DATA SHOWN
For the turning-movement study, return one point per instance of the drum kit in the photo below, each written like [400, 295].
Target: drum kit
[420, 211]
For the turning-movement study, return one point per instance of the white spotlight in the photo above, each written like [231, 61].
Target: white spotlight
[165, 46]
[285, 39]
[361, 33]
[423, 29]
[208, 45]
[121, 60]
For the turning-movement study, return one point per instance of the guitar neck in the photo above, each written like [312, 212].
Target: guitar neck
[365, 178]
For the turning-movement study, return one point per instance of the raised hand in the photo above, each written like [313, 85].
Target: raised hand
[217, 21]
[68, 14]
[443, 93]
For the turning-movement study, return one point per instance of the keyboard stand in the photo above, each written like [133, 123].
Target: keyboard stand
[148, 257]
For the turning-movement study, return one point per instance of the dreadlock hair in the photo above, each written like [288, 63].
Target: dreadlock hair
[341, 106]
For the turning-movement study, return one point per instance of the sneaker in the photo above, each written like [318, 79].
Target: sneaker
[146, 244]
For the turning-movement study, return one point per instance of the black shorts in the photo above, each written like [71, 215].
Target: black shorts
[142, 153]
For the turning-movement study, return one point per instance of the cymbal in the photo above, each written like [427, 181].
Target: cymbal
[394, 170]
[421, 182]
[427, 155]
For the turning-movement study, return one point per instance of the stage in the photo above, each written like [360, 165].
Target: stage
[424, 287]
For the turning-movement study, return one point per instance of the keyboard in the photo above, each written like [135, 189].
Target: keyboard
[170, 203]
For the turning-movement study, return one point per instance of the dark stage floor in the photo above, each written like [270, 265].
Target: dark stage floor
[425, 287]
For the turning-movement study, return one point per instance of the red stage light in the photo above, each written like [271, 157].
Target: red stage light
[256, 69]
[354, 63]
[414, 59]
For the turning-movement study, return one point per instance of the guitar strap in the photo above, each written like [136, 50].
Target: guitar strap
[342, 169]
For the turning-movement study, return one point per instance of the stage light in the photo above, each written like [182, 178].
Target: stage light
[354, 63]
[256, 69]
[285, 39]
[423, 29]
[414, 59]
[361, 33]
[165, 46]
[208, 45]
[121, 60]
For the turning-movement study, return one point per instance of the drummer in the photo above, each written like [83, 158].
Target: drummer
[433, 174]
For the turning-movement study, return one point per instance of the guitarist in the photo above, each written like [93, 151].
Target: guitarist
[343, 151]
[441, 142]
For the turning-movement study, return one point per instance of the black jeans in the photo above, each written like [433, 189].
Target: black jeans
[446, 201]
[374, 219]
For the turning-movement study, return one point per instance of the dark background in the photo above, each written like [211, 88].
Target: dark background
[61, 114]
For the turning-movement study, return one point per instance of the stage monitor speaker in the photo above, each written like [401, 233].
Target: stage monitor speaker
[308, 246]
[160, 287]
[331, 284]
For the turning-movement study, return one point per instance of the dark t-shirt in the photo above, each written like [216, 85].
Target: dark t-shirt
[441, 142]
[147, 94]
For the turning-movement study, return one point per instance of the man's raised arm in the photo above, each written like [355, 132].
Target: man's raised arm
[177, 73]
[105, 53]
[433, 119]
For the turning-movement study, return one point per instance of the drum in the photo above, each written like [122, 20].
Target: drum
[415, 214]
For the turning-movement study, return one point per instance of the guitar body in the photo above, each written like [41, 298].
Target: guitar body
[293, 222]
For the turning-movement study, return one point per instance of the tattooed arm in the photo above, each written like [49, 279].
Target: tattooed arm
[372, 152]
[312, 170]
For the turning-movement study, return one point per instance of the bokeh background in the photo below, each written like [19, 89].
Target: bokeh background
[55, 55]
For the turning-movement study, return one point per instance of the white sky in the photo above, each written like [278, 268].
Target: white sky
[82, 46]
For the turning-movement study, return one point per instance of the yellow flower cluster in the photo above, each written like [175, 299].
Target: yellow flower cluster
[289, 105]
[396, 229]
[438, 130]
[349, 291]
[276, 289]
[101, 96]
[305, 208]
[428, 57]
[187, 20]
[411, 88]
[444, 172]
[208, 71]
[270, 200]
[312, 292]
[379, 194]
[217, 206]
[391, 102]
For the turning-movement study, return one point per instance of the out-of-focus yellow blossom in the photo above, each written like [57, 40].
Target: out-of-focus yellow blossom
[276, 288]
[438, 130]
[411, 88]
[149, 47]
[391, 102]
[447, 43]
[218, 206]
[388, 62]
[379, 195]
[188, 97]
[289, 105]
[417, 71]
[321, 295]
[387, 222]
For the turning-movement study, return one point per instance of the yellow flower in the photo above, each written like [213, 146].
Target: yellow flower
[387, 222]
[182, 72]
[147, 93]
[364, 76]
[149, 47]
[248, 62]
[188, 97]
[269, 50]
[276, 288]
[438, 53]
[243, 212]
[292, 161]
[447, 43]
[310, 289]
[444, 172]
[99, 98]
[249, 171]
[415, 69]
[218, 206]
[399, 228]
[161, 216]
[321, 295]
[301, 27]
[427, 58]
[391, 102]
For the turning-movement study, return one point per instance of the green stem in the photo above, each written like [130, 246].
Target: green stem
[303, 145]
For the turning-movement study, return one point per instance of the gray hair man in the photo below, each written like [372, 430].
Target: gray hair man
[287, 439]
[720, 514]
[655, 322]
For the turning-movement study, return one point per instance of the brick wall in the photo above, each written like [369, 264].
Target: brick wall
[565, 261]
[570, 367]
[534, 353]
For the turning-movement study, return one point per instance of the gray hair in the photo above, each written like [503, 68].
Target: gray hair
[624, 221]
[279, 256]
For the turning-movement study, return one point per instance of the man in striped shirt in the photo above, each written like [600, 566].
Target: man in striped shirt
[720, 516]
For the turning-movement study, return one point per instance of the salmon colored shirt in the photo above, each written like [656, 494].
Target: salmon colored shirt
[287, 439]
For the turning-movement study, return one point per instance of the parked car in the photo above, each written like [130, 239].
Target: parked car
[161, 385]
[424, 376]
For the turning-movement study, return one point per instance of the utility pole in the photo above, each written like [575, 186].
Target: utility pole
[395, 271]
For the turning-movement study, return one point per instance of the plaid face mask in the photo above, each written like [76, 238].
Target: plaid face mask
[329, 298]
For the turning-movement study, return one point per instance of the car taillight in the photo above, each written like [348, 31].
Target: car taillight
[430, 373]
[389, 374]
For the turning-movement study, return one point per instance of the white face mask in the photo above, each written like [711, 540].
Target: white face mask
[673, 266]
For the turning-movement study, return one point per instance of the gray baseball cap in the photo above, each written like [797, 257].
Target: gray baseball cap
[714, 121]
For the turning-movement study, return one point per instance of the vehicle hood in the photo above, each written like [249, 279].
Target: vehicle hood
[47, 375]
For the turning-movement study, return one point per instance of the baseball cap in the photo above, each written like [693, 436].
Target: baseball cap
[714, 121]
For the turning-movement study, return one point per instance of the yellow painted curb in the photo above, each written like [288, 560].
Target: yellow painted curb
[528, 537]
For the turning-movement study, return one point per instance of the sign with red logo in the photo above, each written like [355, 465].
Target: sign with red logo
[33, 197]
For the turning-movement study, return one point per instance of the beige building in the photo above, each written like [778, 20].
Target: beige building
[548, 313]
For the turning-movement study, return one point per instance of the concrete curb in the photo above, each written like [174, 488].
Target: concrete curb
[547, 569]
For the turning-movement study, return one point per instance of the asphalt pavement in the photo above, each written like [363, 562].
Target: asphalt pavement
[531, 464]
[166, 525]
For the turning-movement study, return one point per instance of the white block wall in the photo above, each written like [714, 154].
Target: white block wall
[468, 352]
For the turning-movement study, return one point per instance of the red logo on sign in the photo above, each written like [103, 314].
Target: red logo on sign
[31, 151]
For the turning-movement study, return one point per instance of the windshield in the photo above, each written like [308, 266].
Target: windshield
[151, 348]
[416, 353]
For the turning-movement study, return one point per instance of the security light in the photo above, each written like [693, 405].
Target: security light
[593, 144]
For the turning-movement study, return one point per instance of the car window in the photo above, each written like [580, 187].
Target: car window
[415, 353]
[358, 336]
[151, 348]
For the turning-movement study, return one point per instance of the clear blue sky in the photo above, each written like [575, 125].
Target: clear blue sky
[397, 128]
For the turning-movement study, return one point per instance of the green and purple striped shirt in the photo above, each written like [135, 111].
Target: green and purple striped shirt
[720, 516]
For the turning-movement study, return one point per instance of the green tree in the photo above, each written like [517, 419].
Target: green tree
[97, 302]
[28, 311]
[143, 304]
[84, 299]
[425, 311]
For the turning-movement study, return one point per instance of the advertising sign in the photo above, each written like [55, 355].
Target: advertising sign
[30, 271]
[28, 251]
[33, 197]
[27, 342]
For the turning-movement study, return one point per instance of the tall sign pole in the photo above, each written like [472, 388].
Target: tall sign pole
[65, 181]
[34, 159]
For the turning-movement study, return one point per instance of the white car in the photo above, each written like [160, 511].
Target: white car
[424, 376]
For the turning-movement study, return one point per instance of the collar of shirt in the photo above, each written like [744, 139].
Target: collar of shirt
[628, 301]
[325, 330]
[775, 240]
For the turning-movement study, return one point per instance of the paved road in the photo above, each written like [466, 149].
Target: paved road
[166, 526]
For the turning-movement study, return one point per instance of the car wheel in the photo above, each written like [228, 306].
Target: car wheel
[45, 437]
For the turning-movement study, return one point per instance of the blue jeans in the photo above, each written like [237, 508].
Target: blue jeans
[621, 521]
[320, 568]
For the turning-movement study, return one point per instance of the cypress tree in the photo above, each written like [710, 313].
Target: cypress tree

WHAT IS EXPECTED
Every line from the one holding "like [517, 419]." through the final line of the listing must be echoed exactly; leave out all other lines.

RESULT FOR THIS EXERCISE
For the turning-movement study, return one point per instance of the green tree in the photo above, each written like [517, 419].
Target: green tree
[97, 302]
[28, 311]
[143, 304]
[84, 299]
[425, 311]
For the turning-movement study, return one point per instance of the advertising sign in the photo above, each written like [55, 355].
Target: advertising sign
[30, 271]
[28, 251]
[33, 197]
[27, 342]
For the turning-movement study, return one point per instance of the tall sign pole in the photo above, each written like [472, 388].
Target: tall sign pole
[65, 181]
[34, 159]
For the turning-movement study, return one point per instance of the white car in the photo above, each written like [160, 511].
Target: white car
[424, 376]
For the turning-movement study, return one point per instance of the collar of shirt in the photo above, each written like [744, 139].
Target: collar of shirt
[628, 301]
[325, 330]
[775, 240]
For the turning-movement study, return one point per instance of the paved road in the photo above, each written like [466, 149].
Target: paved road
[166, 526]
For the turning-movement study, return one point per instance of the car wheel in the photo above, each written like [228, 306].
Target: car wheel
[45, 437]
For the turning-movement study, return one point per instance of the blue jeans in the photo above, each written like [237, 508].
Target: blue jeans
[621, 521]
[320, 568]
For the turning-movement study, return one point per instance of the cypress tree in the photo above, each written like [710, 313].
Target: cypress tree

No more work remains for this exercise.